_ENTRIES SUPPLIED_.
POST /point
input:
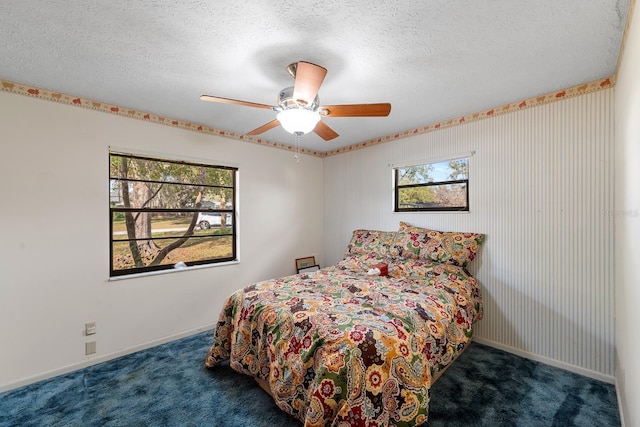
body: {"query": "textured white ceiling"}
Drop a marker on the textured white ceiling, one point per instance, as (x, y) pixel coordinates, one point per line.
(432, 60)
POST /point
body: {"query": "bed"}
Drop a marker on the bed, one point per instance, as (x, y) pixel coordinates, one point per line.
(340, 347)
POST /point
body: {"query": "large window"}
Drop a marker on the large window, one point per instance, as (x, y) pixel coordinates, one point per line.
(165, 212)
(439, 186)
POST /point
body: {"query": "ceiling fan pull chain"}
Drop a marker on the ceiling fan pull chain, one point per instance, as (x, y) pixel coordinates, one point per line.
(297, 155)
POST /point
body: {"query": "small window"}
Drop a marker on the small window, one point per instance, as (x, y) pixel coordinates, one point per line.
(165, 212)
(439, 186)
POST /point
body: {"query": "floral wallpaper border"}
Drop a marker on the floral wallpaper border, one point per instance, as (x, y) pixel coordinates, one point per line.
(62, 98)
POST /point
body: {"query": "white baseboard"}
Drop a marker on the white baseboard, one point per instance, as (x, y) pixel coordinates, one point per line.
(547, 361)
(103, 358)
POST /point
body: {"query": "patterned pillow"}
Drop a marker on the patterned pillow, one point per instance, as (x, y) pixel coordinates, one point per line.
(367, 241)
(445, 247)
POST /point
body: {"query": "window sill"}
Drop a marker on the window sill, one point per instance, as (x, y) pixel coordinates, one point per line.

_WHAT IS BEING ASKED_. Restate each entry word for word. Omit every picture.

_PROBLEM SOLUTION_.
POST /point
input:
body: {"query": "textured white ceiling"}
Drop a marker on the textured white ceiling, one point per instance, as (x, y) pixel coordinates, one point per line.
(432, 60)
POST /point
body: {"query": "bed"}
Drop a marker on the bed, one point per instance, as (x, y) pixel coordinates, one point per line.
(340, 347)
POST /point
body: {"query": "large window"}
Drop a marker on the large window, one point per instance, as (x, y) pixel coordinates, one point per line.
(165, 212)
(439, 186)
POST /point
body: {"query": "ceiling fan pull chain"}
Drop a marker on the ceiling fan pull chain, one point per instance, as (x, y) pixel coordinates, one point per line.
(297, 155)
POST /point
body: {"query": "small window"}
Drop a marker on the small window, one point per instance, as (x, y) pixel coordinates, one point per line.
(165, 212)
(439, 186)
POST /point
body: {"query": "floral wallpaper border"}
Drop a marker on the floral wallpaper border, one point per instance, as (x, y) pixel coordinates, one point per line.
(62, 98)
POST /point
body: {"query": "white baseboard"}
Drop a marker on the white baseboard, one point per instance, as (x, y) pixel coordinates, one point per line.
(547, 361)
(103, 358)
POST /point
body: {"query": "patterned pillow"}
Drop a marker on the patterned pillow, one point per instance, as (x, y) pixel coordinates, one point per line.
(367, 241)
(445, 247)
POST /point
body: {"query": "window sill"}
Drop a marker on the window sill, one point per instance, as (x, y) pixel coordinates, one point per line.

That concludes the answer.